##### TEXT EXTRACT

And the Sun Darkened: Music for Passiontide. New York Polyphony
(Geoffrey Williams, countertenor; Steven Caldicott Wilson, tenor; Christopher
Dylan Herbert, baritone; Craig Phillips, bass). BIS. $19.99 (SACD).
Marty Regan: Selected Works for Japanese
Instruments, Volume 4—Lost Mountains, Quiet Valleys. MSR Classics. $12.95.
Eric Lyon: Giga Concerto. String Noise (Pauline Kim
Harris and Conrad Harris, violins); Eric Saunier, drummer; International
Contemporary Ensemble. New Focus Recordings. $16.99.
Prayer and piety seek connection between
frail, fallible individual humans and God as a spiritual guiding force – a
connection sometimes accomplished through entirely traditional forms of
supplication and sometimes through new ways to reach out to the unseeable and
ultimately unknowable. A new BIS recording featuring the quartet of singers
known as New York Polyphony beautifully explores ways in which composers born
as long ago as 1445 and as recently as 1970 have tried to establish meaningful
connectedness with a being, or force, far beyond anything that humans can
ultimately comprehend. “Passiontide” in the disc’s title refers to the final
two weeks of Lent, but this is music that can have meaning for believers
anytime, and potentially to those of faiths other than Catholicism. The disc
opens with Crux triumphans by Loyset
Compère (c. 1445-1518), who here creates a beautifully harmonized celebration
of one of the central tenets of Christianity, after which the four singers present
Tu pauperum refugium, a well-known
motet by Josquin Desprez (c. 1450-1521). The underlying conventionality – by today’s
standards – of the thinking within these works sets the stage for something
much more modern but clearly connected to them emotionally. This is Salme 55 by Andrew Smith (born 1970), an
extended lament focusing on betrayal by a onetime friend and attacks by known
enemies. The sentiments and concerns are Biblical, but the techniques Smith
uses are modern, including uncertain tonality as well as the fragmenting of
melodies to indicate the troubled, even disordered state of mind of the psalmist.

##########

■ EXERCISE SET ■
a. In the music review, why does Andrew Smith fragment melodies in Salme 55? Answer in one to three sentences.
b. How would you render this sentence from the music review in Spanish: "“Passiontide” in the disc’s title refers to the final two weeks of Lent, but this is music that can have meaning for believers anytime, and potentially to those of faiths other than Catholicism."?
c. Can you reproduce the stretch of the music review from "And the Sun" through "Focus Recordings. $16.99."?
These lines have no connection to the music review.

##### RECORDED INFORMATION

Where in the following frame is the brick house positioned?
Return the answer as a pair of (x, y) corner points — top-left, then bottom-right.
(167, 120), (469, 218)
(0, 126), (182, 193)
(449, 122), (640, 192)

##########
##### RECORDED INFORMATION

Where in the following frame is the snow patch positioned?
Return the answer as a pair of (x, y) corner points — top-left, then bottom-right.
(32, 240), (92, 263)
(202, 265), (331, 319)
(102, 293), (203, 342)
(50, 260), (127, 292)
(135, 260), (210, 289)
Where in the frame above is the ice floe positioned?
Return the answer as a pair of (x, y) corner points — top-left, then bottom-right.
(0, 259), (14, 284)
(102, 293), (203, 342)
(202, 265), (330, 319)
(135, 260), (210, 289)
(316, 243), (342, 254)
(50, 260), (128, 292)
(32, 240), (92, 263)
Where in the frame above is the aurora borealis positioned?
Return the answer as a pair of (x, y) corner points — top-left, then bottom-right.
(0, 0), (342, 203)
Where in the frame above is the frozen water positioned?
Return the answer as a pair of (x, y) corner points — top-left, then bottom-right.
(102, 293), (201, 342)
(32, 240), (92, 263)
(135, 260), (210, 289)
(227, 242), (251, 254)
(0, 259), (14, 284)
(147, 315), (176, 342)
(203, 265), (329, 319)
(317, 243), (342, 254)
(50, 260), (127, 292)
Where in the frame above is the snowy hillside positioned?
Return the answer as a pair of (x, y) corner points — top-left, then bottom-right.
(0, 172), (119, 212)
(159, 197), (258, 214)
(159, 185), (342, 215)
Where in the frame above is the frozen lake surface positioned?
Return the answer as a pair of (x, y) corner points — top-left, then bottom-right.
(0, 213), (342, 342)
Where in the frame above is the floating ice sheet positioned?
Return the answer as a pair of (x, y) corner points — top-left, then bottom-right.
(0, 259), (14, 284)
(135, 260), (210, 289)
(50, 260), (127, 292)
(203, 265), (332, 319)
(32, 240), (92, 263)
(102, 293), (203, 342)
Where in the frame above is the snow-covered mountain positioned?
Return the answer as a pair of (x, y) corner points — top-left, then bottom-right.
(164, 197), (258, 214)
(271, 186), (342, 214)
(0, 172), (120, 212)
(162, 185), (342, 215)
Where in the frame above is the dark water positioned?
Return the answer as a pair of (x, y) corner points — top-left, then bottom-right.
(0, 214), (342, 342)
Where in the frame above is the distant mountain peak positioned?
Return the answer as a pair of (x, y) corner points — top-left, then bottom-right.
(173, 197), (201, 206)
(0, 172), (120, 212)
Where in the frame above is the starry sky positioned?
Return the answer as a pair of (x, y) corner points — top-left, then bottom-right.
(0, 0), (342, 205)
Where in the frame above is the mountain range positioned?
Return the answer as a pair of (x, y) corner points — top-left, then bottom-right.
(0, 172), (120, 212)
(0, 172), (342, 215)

##########
##### RECORDED INFORMATION

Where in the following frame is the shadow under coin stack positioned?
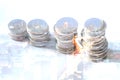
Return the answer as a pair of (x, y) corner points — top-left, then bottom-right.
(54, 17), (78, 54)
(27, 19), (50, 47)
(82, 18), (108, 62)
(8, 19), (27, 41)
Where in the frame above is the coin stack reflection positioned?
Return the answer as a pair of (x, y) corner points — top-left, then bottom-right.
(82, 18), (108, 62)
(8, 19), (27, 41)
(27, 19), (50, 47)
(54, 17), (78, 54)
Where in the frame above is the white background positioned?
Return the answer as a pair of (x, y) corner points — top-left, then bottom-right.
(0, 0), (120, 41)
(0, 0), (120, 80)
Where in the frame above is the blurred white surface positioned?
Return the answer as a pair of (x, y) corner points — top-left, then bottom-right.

##########

■ FULL SOLUTIONS ■
a. Smith fragments the melodies to indicate the troubled, even disordered state of mind of the psalmist. Salme 55 is a lament about betrayal by a onetime friend and attacks by known enemies.

b. «Passiontide», en el título del disco, se refiere a las dos últimas semanas de la Cuaresma, pero esta es una música que puede tener significado para los creyentes en cualquier momento, y potencialmente para quienes profesan credos distintos del catolicismo.

c.
And the Sun Darkened: Music for Passiontide. New York Polyphony
(Geoffrey Williams, countertenor; Steven Caldicott Wilson, tenor; Christopher
Dylan Herbert, baritone; Craig Phillips, bass). BIS. $19.99 (SACD).
Marty Regan: Selected Works for Japanese
Instruments, Volume 4—Lost Mountains, Quiet Valleys. MSR Classics. $12.95.
Eric Lyon: Giga Concerto. String Noise (Pauline Kim
Harris and Conrad Harris, violins); Eric Saunier, drummer; International
Contemporary Ensemble. New Focus Recordings. $16.99.